| WORK REQUIRED |
Extract every line of the material below that contains the string "twig", copying each one in full.

| INPUT RECORDS |
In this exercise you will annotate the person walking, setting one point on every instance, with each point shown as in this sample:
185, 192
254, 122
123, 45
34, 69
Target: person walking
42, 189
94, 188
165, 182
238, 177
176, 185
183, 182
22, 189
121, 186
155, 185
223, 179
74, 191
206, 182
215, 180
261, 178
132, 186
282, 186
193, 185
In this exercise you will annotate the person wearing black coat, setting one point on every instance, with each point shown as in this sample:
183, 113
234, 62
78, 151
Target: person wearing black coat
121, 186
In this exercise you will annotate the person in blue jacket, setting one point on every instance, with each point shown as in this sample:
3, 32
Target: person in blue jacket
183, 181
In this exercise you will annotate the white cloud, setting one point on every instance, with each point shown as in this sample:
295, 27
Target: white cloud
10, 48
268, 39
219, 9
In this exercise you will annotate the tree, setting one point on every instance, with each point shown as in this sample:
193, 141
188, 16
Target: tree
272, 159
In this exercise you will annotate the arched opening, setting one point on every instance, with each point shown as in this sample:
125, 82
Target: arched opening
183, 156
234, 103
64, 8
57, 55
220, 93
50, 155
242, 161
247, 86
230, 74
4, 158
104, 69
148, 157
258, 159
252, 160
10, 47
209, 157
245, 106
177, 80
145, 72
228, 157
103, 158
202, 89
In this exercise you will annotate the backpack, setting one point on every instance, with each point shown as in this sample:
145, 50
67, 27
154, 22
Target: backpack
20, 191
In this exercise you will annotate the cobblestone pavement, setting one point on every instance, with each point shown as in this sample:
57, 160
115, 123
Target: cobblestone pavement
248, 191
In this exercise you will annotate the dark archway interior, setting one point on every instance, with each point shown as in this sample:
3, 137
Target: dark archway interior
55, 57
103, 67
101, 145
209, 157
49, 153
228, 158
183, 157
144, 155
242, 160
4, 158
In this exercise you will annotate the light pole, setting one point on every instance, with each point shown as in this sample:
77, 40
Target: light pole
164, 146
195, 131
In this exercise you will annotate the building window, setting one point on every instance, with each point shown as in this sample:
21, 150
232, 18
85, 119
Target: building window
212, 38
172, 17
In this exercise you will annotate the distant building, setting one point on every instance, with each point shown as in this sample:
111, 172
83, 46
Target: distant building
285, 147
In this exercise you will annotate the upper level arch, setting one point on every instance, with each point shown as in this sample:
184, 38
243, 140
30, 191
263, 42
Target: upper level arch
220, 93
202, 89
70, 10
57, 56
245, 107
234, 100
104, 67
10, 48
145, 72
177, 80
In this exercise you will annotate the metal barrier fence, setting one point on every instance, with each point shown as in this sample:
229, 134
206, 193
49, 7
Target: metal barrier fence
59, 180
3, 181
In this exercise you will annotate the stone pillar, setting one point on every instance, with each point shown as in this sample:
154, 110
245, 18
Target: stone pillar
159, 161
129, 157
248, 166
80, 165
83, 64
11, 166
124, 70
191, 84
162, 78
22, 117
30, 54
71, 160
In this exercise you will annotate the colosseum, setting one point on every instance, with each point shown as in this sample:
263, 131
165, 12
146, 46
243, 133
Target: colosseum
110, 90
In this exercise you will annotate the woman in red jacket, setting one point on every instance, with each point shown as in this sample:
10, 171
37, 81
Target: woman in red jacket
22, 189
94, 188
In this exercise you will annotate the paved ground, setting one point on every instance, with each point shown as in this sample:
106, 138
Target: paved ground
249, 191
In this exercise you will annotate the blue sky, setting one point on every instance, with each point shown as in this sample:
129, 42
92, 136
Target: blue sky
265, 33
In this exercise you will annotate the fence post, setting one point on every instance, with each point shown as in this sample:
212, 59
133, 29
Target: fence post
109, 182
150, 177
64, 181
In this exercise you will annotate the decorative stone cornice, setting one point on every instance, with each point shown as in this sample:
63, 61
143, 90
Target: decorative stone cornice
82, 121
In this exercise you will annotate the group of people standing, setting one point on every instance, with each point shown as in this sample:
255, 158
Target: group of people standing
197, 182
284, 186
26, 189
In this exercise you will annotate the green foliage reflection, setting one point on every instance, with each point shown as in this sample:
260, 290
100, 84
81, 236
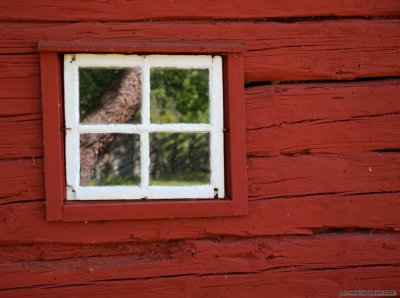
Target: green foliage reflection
179, 95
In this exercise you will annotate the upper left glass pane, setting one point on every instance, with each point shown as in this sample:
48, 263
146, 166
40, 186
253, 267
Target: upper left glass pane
110, 95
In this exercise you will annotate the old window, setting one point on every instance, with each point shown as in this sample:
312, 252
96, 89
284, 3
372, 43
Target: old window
143, 126
143, 130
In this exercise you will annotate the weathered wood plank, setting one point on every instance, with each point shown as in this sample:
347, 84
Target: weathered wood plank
323, 137
25, 222
276, 51
21, 180
284, 282
21, 136
19, 76
20, 107
280, 176
282, 119
285, 104
196, 257
222, 9
285, 176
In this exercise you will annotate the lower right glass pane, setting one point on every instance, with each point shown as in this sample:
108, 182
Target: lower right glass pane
179, 159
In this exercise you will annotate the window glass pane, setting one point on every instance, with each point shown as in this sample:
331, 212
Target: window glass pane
109, 159
179, 158
109, 95
179, 95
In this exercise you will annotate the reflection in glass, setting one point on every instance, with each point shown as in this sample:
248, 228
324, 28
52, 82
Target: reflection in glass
109, 95
109, 159
179, 158
179, 95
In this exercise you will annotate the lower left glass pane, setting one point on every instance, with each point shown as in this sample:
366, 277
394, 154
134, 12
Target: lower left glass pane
109, 159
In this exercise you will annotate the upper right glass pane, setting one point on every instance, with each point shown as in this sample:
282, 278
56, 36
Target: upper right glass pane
179, 95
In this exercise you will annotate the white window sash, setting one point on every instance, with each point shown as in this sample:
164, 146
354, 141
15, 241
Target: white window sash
73, 62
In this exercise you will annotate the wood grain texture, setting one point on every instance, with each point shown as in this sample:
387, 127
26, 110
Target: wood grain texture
334, 50
285, 176
25, 222
270, 283
281, 176
183, 9
164, 260
323, 118
281, 119
21, 180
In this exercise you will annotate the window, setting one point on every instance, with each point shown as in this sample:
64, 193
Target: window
169, 143
143, 126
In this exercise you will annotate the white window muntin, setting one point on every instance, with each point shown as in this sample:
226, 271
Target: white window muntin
72, 63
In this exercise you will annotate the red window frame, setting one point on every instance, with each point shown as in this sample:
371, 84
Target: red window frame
57, 208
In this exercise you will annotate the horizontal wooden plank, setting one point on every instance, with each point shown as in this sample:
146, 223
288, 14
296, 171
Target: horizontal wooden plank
285, 176
276, 283
322, 137
286, 104
280, 176
25, 222
222, 9
20, 106
19, 76
334, 50
323, 118
21, 136
197, 257
21, 180
281, 119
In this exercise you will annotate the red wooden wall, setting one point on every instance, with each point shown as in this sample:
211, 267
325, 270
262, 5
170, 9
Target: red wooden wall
323, 142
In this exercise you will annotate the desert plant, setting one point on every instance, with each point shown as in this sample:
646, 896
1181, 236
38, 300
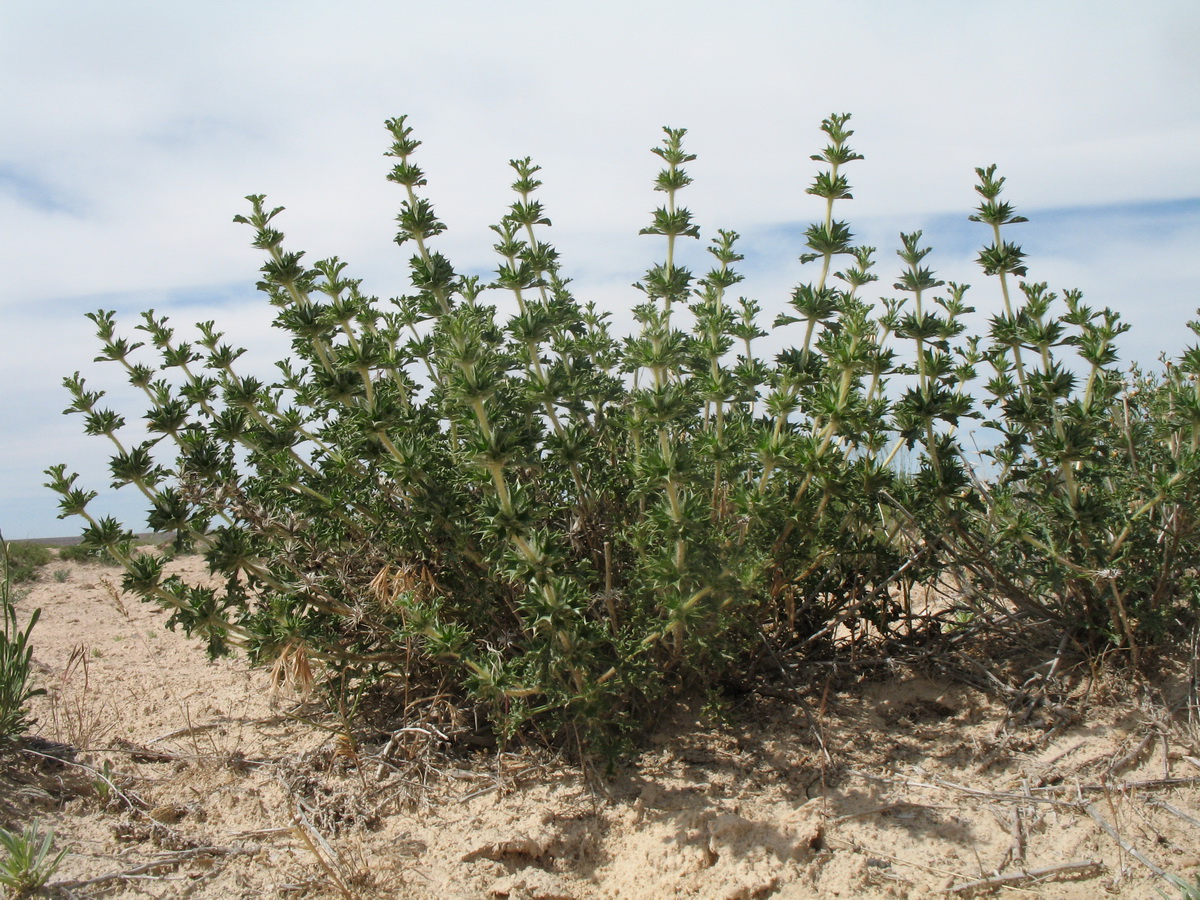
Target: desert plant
16, 655
568, 525
29, 858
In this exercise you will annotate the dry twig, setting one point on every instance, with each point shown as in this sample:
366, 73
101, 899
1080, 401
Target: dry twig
1023, 876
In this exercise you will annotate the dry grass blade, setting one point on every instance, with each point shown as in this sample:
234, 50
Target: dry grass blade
1122, 843
162, 862
1024, 876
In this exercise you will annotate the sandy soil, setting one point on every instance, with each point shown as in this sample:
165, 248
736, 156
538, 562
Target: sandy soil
186, 778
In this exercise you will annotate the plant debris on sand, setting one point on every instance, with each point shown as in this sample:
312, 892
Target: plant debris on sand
166, 774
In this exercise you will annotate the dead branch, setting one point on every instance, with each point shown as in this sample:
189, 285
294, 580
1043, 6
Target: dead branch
1026, 875
1123, 844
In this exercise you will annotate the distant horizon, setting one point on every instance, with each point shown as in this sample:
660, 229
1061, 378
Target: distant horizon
135, 131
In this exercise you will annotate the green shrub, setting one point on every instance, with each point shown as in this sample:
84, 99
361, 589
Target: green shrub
29, 858
16, 655
568, 525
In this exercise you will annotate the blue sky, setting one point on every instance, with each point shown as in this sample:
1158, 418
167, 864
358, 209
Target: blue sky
132, 131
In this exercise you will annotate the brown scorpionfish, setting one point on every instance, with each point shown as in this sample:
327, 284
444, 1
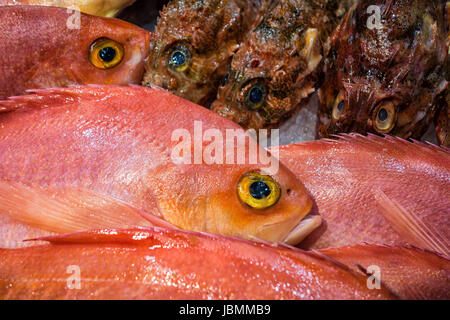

| COMPLETED EXERCISE |
In this exercise you will annotate the dry twig, setting one point on every instance, with each point shown as in this sample:
Target: dry twig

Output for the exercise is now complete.